## [WHAT YOU HAVE TO DO]
The data must be returned in full and exactly as given.
^^^^
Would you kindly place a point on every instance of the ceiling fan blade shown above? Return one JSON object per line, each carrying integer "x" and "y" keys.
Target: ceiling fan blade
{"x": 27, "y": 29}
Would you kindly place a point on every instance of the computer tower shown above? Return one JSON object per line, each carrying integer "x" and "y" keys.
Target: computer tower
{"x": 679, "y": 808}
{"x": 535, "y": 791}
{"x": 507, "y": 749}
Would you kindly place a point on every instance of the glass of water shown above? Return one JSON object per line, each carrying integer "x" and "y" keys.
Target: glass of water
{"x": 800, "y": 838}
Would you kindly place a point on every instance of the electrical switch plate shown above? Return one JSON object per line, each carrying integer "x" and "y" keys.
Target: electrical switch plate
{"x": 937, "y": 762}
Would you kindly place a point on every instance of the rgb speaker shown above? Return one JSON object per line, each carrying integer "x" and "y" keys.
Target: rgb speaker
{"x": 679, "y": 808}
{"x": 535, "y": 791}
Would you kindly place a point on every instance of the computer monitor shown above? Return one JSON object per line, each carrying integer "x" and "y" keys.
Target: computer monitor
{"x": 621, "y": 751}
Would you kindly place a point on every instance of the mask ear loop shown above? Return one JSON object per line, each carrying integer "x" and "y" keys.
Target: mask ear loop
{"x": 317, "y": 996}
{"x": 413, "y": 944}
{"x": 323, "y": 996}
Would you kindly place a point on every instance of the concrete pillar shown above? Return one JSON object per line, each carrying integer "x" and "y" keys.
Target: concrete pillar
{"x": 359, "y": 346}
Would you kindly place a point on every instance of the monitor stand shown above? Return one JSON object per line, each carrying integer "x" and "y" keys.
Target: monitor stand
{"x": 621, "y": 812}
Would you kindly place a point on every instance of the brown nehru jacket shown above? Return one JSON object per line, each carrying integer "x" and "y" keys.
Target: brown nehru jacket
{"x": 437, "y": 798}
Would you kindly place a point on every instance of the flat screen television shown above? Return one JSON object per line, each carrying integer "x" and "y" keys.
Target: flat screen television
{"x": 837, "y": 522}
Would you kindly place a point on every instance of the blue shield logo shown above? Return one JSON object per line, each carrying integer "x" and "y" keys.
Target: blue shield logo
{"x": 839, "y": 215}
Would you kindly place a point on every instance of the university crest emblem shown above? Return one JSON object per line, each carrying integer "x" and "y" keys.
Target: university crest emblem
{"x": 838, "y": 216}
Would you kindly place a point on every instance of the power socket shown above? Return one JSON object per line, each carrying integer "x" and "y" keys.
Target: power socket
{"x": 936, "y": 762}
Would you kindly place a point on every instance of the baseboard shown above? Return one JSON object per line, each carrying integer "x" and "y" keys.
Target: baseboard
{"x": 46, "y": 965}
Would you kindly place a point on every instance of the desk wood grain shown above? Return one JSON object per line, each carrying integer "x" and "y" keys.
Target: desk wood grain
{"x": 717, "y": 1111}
^^^^
## [FINAL ANSWER]
Would you kindly place a point on every instance of the ceiling fan blade shown above? Return one JSON object per line, each carrying integer "x" and "y" keys.
Target: ceiling fan blade
{"x": 27, "y": 29}
Would you kindly place a point on every instance of the computer tower shown above? Return one JSON object per line, each carrying integer "x" and "y" keys.
Target: computer tower
{"x": 679, "y": 808}
{"x": 535, "y": 791}
{"x": 507, "y": 749}
Would you kindly place a point on every instance of the glass of water shown above? Return one JSON object per line, each carrying integer "x" and "y" keys.
Target: glass of water
{"x": 800, "y": 838}
Would you kindly place a point on every instance of the electrical switch plate shown above? Return one JSON object per line, each carrying integer "x" and "y" keys.
Target: electrical switch plate
{"x": 937, "y": 762}
Would you kindly place a point on every instance of the rgb speaker shown above? Return one JSON object per line, each carrying integer "x" and "y" keys.
Target: rgb speaker
{"x": 679, "y": 808}
{"x": 535, "y": 791}
Would you kindly place a point on every instance of the computer monitor shown above? Return one JSON object per line, each carrying integer "x" and "y" keys.
Target: computer monitor
{"x": 621, "y": 751}
Would you kindly place a point on every instance of the mask ear loop shown above? Return one JSON object per line, each carrying integer "x" and "y" keys.
Target: mask ear loop
{"x": 317, "y": 996}
{"x": 413, "y": 944}
{"x": 323, "y": 996}
Would you kindly place a point on every instance of the concrete pillar shown above? Return one JSON object per line, each carrying integer "x" and "y" keys.
Target: concrete pillar
{"x": 359, "y": 346}
Would you kindly place a point on every instance of the monitor stand shown above? Return one JSON object per line, each carrying integer "x" and "y" keys.
Target: monitor stand
{"x": 621, "y": 812}
Would you kindly place a point on every instance of the brown nehru jacket shown above? Return one JSON object per line, each carrying integer "x" and "y" keys.
Target: brown nehru jacket
{"x": 437, "y": 798}
Would you kindly place a point on every instance of the flat screen television shown above? Return one JSON object per line, each carrying integer "x" and "y" keys.
Target: flat screen television
{"x": 837, "y": 522}
Would you kindly place a point on every instance of the blue shield logo shown above? Return one JSON object per line, each carrying integer "x" and "y" keys.
Target: blue shield logo
{"x": 839, "y": 215}
Would you kindly place a point on every instance of the university crest emblem shown above? Return one JSON object per line, each carrying integer "x" and "y" keys.
Target: university crest emblem
{"x": 838, "y": 216}
Would you kindly place a point on every instance of the power socket shown above? Return one JSON object per line, each carrying integer "x" and "y" keys.
Target: power socket
{"x": 936, "y": 762}
Would you kindly place a point on every instance of the baseboard shown above? Return one JSON object per line, each carrying integer "x" and "y" keys.
Target: baseboard
{"x": 46, "y": 965}
Would you kindly place a point on every instance of the desk wood grain shown above? Return one JSON object per line, each carrying integer "x" and "y" keys.
Target: desk wood grain
{"x": 717, "y": 1111}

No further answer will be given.